# Forum Home Renovation Plastering  plastering over fibro?

## drt

Hi, 
I have an old 20's cottage with the front half of the internal walls and ceilings for 2 rooms and hallway being fibro, each panel is joined by a cover strip every 1.2m (strip is wood 65mmx8mm), plus skirting and picture rail. 
To (hopefully) improve insulation and wanting to cover over the highly likey asbestos, I would like to plaster/gyprock over this. 
- Can I glue the plaster board onto the walls using the coverstrips as battens with the above distance between each strip, or would I need to glue more battens to the wall? 
- can i glue only, or do I need to nail aswell (walls and ceiling)? 
- As I want minimise disturbing any asbestos, I dont want to remove the skirting and existing picture rails, so i think I have to stick plaster board as close as possible to surrounding skirting and picture rails and then install new ones over the existing (to try and keep that look), has anyone done similar? 
- Can I glue over the existing paint on the wall or do I have to cut back to bear wood on the strips (only reason i ask is i would prefer not to to not disturb any asbestos -  :Redface:  repeating myself ,..i know) 
- thats all i can think of...  
any help or advice really appreciated, first time i've tried plastering,  
oh, one other thing, i've been told that joining is the hardest bit to keep a smooth surface, just practice i guess? 
Thanks, 
D

----------


## Pulse

G'day, you can't really have a half decent job without stripping back to some degree. You could screw through the fibro into th studs but not glue to it. You would need to take off the cover strips and the skirting. If you wre happy to lose room space the use Rondo channels #129 on clips screwed to the studs. 
CHeers
Pulse

----------


## Rod Dyson

Just remove the strips and screw plasterboard sheets over the fibro. No need for the battens.  Glue will not help as you will only be glueing to the fibro sheets that are not glued.

* [Task description]:
Reproduce the forum thread on plastering over fibro above word for word, from its title to the final reply.

* [Raw data]:
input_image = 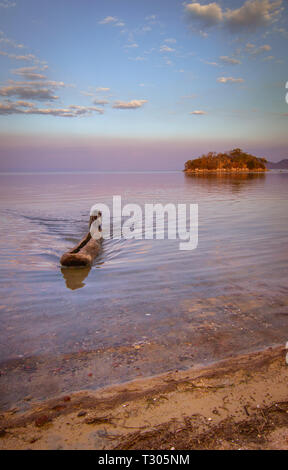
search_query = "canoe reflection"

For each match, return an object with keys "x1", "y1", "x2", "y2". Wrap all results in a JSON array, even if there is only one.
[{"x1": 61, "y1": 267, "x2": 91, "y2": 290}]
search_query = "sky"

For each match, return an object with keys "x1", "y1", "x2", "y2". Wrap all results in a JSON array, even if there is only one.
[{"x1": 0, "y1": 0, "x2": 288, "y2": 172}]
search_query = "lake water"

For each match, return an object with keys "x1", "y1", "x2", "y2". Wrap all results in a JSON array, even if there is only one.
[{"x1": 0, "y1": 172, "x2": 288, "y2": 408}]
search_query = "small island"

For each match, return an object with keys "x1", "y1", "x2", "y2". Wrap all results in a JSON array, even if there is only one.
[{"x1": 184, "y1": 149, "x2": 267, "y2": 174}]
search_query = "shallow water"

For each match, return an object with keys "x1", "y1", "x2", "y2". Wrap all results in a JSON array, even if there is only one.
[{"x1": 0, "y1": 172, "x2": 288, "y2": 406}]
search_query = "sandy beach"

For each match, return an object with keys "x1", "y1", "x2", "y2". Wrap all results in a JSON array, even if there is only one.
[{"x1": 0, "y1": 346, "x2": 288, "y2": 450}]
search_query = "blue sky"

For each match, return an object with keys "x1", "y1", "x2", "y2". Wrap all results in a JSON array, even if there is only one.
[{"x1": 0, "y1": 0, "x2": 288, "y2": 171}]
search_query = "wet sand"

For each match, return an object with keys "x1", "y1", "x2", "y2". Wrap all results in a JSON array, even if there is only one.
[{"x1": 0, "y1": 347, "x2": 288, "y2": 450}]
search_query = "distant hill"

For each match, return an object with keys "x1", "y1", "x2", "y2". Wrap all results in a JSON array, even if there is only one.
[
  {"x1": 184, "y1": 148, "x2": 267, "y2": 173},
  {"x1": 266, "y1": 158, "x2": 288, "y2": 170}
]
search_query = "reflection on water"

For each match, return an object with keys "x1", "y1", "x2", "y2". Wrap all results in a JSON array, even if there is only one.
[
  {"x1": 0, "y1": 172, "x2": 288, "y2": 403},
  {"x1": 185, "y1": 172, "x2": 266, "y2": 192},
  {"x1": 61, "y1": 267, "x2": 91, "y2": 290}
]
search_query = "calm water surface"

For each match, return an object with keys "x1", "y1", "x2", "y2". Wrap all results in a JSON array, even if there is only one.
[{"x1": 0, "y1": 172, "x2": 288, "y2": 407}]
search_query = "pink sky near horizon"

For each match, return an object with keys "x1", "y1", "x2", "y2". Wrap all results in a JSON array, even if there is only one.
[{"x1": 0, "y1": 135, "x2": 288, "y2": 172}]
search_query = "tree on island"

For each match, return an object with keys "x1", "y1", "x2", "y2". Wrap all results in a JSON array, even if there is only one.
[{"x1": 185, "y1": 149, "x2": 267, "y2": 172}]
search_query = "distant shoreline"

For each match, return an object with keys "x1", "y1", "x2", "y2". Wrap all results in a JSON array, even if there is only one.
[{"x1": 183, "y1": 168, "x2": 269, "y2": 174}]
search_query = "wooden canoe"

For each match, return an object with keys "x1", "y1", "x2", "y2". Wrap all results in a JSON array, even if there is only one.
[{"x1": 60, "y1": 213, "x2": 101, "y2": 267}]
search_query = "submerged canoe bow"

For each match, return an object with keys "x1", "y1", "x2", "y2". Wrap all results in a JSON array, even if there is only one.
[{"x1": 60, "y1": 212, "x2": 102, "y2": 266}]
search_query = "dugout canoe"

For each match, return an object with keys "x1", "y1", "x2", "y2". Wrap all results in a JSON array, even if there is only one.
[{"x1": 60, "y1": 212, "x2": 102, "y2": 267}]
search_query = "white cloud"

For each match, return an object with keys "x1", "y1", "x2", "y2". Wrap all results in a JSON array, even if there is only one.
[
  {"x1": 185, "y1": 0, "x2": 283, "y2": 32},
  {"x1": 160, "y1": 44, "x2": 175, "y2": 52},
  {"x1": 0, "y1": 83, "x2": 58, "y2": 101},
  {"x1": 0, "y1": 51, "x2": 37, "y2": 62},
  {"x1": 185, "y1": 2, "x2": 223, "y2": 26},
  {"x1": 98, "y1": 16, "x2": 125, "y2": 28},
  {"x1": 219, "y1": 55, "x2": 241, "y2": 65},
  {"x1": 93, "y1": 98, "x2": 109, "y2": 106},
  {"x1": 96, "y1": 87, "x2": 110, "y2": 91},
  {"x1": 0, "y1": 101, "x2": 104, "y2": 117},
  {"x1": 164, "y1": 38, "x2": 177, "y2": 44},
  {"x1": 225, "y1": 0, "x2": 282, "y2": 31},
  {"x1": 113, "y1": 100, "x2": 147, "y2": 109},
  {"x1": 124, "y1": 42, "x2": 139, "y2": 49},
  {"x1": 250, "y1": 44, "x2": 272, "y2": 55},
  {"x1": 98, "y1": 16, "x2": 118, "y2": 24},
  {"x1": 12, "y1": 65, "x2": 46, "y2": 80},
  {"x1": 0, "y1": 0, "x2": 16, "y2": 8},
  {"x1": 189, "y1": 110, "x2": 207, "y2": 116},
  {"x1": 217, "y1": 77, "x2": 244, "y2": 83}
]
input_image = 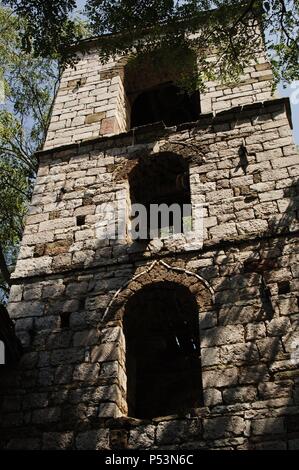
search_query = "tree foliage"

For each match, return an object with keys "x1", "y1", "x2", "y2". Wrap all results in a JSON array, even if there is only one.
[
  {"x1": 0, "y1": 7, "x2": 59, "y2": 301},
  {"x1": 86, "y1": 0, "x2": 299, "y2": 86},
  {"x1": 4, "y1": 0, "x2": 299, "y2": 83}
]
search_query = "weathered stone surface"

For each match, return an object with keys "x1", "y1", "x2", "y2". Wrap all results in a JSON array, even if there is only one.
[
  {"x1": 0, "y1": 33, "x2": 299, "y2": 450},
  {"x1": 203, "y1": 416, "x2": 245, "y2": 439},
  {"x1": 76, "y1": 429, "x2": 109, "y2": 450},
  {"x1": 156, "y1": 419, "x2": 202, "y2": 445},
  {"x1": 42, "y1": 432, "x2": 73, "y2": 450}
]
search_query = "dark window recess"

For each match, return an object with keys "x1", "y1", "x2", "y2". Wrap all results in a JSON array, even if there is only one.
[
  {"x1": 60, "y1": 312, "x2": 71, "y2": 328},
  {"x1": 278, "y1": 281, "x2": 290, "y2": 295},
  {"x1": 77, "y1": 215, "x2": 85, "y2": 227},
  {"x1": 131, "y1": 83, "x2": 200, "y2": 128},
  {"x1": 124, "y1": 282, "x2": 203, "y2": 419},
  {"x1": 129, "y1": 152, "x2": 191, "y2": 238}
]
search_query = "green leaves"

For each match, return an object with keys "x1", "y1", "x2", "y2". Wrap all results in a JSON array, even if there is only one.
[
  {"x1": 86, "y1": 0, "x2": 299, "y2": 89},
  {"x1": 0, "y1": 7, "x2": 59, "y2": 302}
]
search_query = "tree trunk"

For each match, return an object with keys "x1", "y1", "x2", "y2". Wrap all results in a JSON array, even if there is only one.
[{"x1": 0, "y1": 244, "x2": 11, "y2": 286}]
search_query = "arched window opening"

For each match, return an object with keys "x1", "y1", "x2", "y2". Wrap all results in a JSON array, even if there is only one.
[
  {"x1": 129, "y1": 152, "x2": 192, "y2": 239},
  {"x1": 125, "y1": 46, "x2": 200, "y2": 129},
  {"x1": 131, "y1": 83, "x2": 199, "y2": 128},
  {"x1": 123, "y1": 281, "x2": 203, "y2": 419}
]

* [Task response]:
# Forum Home Renovation Plastering  plastering over fibro?

## drt

Hi, 
I have an old 20's cottage with the front half of the internal walls and ceilings for 2 rooms and hallway being fibro, each panel is joined by a cover strip every 1.2m (strip is wood 65mmx8mm), plus skirting and picture rail. 
To (hopefully) improve insulation and wanting to cover over the highly likey asbestos, I would like to plaster/gyprock over this. 
- Can I glue the plaster board onto the walls using the coverstrips as battens with the above distance between each strip, or would I need to glue more battens to the wall? 
- can i glue only, or do I need to nail aswell (walls and ceiling)? 
- As I want minimise disturbing any asbestos, I dont want to remove the skirting and existing picture rails, so i think I have to stick plaster board as close as possible to surrounding skirting and picture rails and then install new ones over the existing (to try and keep that look), has anyone done similar? 
- Can I glue over the existing paint on the wall or do I have to cut back to bear wood on the strips (only reason i ask is i would prefer not to to not disturb any asbestos -  :Redface:  repeating myself ,..i know) 
- thats all i can think of...  
any help or advice really appreciated, first time i've tried plastering,  
oh, one other thing, i've been told that joining is the hardest bit to keep a smooth surface, just practice i guess? 
Thanks, 
D

----------


## Pulse

G'day, you can't really have a half decent job without stripping back to some degree. You could screw through the fibro into th studs but not glue to it. You would need to take off the cover strips and the skirting. If you wre happy to lose room space the use Rondo channels #129 on clips screwed to the studs. 
CHeers
Pulse

----------


## Rod Dyson

Just remove the strips and screw plasterboard sheets over the fibro. No need for the battens.  Glue will not help as you will only be glueing to the fibro sheets that are not glued.